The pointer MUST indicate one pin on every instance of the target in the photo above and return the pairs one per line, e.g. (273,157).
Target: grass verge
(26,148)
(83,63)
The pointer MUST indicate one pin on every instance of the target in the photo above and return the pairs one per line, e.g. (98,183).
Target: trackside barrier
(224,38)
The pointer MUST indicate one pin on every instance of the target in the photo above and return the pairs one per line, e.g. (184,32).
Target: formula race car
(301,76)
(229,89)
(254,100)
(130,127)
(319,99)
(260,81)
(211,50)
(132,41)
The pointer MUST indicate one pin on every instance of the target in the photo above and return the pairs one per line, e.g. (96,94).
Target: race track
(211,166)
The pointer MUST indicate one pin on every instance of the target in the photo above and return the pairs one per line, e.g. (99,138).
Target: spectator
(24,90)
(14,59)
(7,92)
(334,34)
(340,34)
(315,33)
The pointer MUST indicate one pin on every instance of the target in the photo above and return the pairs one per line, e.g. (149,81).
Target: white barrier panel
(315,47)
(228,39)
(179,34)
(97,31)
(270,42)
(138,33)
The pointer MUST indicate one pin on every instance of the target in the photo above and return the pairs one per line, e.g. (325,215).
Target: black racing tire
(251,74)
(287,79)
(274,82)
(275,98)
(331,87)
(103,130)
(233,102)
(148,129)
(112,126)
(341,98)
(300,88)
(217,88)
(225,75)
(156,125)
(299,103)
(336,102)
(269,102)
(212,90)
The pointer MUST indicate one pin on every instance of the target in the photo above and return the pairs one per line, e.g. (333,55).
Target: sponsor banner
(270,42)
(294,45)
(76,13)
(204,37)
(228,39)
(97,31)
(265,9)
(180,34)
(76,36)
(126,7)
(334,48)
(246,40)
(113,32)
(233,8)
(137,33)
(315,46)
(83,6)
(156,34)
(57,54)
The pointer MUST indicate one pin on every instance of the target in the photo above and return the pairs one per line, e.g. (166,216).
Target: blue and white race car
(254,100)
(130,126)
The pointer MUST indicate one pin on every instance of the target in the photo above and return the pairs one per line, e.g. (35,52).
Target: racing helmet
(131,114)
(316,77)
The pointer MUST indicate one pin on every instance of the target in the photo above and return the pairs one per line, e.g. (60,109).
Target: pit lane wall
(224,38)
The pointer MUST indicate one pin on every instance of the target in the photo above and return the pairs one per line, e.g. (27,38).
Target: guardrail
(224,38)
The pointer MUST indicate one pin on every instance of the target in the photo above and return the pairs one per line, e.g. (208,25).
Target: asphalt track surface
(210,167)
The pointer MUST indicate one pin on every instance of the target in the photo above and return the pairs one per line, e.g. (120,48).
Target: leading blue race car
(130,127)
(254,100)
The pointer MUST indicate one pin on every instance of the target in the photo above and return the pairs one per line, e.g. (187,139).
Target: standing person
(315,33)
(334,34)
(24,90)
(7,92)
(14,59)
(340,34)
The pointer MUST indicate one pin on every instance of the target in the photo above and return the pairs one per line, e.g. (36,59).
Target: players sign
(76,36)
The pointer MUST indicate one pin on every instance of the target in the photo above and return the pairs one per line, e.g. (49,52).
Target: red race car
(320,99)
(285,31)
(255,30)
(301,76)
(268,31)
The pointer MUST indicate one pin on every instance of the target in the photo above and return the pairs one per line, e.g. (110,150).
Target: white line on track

####################

WHAT YOU WILL DO:
Could you format the records, from the line containing "line, e.g. (333,55)." through the end of the records, as a JSON list of strings with one string per line and blank lines left out?

EXERCISE ANSWER:
[
  "The pointer MUST indicate one pin on every instance of the target in the photo above and return the pairs one per line, e.g. (333,55).",
  "Target: sponsor banner",
  "(270,42)",
  "(294,45)",
  "(76,13)",
  "(204,37)",
  "(228,39)",
  "(97,31)",
  "(265,9)",
  "(180,34)",
  "(76,36)",
  "(126,7)",
  "(334,48)",
  "(246,40)",
  "(113,32)",
  "(233,8)",
  "(137,33)",
  "(315,46)",
  "(83,6)",
  "(156,34)",
  "(57,54)",
  "The pointer MUST indicate one pin on every instance of the target in the photo above and return the pairs one per line, e.g. (166,216).",
  "Target: blue and white race car",
  "(254,100)",
  "(130,126)",
  "The pointer MUST indicate one pin on every instance of the target in the photo above and return the pairs one per line, e.g. (35,52).",
  "Target: racing helmet",
  "(131,114)",
  "(316,77)",
  "The pointer MUST indicate one pin on every instance of the target in the photo above and return the pairs one per line, e.g. (60,109).",
  "Target: pit lane wall",
  "(224,38)",
  "The pointer MUST indicate one pin on every instance of the target in the photo above and return the pairs one per line, e.g. (27,38).",
  "Target: guardrail",
  "(224,38)",
  "The pointer MUST indicate one pin on every instance of the target in the photo above and return the pairs one per line, e.g. (208,25).",
  "Target: asphalt track surface",
  "(210,167)",
  "The pointer MUST indicate one pin on every instance of the target in the photo above and return the pairs one per line, e.g. (120,48).",
  "Target: leading blue race car",
  "(130,127)",
  "(254,100)",
  "The pointer MUST indicate one pin on every instance of the target in the photo above and return the pairs one per line, e.g. (187,139).",
  "Target: standing person",
  "(315,33)",
  "(334,34)",
  "(24,90)",
  "(7,92)",
  "(14,59)",
  "(340,34)",
  "The pointer MUST indicate one pin on every instance of the target in the photo above and return the pairs one per line, e.g. (36,59).",
  "Target: players sign",
  "(76,36)",
  "The pointer MUST indicate one pin on every instance of the target in the photo above and return the pairs one per line, e.g. (49,52).",
  "Target: red race car",
  "(320,99)",
  "(285,31)",
  "(255,30)",
  "(301,76)",
  "(268,31)",
  "The pointer MUST indicate one pin on every instance of the target in the photo above and return the pairs one per line, e.g. (110,150).",
  "Target: white line on track"
]